>> Begin PROVIDED RECORDS

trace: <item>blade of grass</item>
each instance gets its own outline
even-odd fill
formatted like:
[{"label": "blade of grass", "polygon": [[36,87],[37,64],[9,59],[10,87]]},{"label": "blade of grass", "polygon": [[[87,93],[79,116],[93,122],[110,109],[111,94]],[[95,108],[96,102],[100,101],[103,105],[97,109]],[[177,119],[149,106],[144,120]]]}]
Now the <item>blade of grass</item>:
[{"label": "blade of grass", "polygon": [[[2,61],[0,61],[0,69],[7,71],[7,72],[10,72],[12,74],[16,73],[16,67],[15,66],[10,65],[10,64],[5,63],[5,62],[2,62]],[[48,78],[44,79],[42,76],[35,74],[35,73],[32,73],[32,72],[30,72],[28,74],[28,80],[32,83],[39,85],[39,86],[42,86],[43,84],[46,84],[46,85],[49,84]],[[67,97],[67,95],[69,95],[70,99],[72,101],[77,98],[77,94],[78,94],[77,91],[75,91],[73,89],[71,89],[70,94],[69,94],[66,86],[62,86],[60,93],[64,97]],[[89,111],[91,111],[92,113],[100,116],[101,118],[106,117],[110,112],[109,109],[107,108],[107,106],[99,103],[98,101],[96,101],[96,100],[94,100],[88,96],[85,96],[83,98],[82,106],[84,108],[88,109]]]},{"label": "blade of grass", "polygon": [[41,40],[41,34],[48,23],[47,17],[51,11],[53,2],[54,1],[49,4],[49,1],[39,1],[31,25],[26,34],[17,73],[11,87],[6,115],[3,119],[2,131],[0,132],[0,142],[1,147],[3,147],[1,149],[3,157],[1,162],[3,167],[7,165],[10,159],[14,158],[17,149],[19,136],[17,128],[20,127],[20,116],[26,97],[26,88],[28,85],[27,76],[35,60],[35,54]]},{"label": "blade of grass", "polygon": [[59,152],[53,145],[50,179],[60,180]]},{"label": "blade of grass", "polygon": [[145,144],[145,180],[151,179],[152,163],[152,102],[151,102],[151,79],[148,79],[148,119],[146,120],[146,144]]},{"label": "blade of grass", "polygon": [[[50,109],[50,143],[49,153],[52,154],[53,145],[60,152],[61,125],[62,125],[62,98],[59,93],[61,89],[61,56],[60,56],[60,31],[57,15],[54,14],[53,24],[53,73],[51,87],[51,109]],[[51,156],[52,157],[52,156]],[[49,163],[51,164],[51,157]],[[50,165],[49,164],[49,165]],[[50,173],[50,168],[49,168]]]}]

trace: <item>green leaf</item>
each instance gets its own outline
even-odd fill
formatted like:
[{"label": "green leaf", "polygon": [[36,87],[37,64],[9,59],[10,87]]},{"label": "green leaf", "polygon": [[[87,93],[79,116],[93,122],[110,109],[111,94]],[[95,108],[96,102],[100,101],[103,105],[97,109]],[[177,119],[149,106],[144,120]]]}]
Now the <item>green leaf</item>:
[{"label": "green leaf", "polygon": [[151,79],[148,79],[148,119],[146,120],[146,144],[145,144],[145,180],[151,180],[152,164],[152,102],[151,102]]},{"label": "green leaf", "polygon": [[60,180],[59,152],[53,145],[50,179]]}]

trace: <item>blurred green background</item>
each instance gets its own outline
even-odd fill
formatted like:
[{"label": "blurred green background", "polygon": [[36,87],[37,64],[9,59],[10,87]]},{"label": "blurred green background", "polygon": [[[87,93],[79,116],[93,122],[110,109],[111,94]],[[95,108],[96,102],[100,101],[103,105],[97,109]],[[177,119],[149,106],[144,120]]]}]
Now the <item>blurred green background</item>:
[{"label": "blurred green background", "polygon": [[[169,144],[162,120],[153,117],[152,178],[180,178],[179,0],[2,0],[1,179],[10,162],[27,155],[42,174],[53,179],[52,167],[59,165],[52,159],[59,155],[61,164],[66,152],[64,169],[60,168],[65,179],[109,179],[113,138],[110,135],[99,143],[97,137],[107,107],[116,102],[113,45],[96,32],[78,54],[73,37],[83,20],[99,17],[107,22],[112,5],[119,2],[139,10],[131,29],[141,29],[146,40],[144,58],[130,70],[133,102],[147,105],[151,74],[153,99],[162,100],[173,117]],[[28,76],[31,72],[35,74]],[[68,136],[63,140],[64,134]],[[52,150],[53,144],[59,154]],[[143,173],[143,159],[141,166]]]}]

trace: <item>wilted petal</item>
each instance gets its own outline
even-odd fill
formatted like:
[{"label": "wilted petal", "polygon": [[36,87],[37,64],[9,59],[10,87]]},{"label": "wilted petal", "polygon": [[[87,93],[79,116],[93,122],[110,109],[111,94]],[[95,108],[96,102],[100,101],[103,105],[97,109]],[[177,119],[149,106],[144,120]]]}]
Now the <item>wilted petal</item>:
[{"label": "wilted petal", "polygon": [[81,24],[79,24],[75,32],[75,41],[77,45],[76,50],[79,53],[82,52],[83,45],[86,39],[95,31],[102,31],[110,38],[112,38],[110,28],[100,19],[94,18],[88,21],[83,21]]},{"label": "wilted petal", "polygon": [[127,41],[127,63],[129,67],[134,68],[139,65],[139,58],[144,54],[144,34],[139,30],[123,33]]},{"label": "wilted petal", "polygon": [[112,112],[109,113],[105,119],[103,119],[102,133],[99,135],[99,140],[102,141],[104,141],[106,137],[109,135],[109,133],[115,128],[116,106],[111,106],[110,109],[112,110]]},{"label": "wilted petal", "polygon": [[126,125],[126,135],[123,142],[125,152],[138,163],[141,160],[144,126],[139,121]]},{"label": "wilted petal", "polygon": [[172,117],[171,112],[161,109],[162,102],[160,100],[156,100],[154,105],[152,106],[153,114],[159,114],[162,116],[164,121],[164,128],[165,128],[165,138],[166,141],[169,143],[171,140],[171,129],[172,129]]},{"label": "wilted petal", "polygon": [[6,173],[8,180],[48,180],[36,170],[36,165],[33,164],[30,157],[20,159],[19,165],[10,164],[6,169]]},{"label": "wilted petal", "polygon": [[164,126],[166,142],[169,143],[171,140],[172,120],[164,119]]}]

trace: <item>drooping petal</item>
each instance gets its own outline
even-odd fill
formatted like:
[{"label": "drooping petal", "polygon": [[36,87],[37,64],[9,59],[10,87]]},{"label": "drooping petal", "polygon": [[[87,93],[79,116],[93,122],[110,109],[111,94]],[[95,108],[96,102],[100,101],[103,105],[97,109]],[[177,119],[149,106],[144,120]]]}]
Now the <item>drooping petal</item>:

>> End PROVIDED RECORDS

# OBJECTIVE
Copy the records from the line containing "trace: <item>drooping petal</item>" up to and including the last line, substituting "contour" for "outline" and changing nothing else.

# WORKED ANSWER
trace: <item>drooping petal</item>
each instance gets its own contour
even-odd fill
formatted like:
[{"label": "drooping petal", "polygon": [[36,87],[37,64],[9,59],[10,87]]},{"label": "drooping petal", "polygon": [[[87,93],[79,116],[93,122],[110,109],[111,94]],[[95,108],[96,102],[100,101],[103,105],[97,109]],[[177,119],[149,106],[144,120]]]}]
Now the <item>drooping petal</item>:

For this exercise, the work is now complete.